## Problem
Arrange the data below as a two-column CSV with the headers "request" and "boxes", one row per request. Put each request's text and its answer in one quoted field each, replace line breaks with spaces, and leave the pictures out.
begin Supplied material
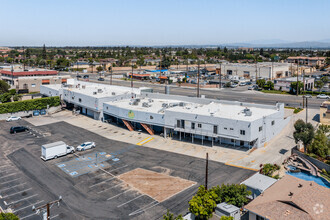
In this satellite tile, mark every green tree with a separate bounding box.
[0,212,19,220]
[0,80,10,94]
[211,184,251,207]
[290,81,304,94]
[163,210,183,220]
[293,119,314,152]
[189,185,217,219]
[96,66,103,72]
[307,129,330,158]
[263,81,274,90]
[314,80,324,91]
[257,79,266,88]
[260,163,280,177]
[220,215,234,220]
end Supplied material
## Full solution
request,boxes
"In this satellite tile, mark every green tree with a separate bounding box.","[0,212,19,220] [0,80,10,94] [211,184,251,207] [290,81,304,94] [163,210,183,220] [293,119,314,152] [189,185,217,219] [96,66,103,72] [307,129,330,158] [263,81,274,90] [314,80,324,91] [257,79,266,88] [260,163,280,177] [220,215,234,220]"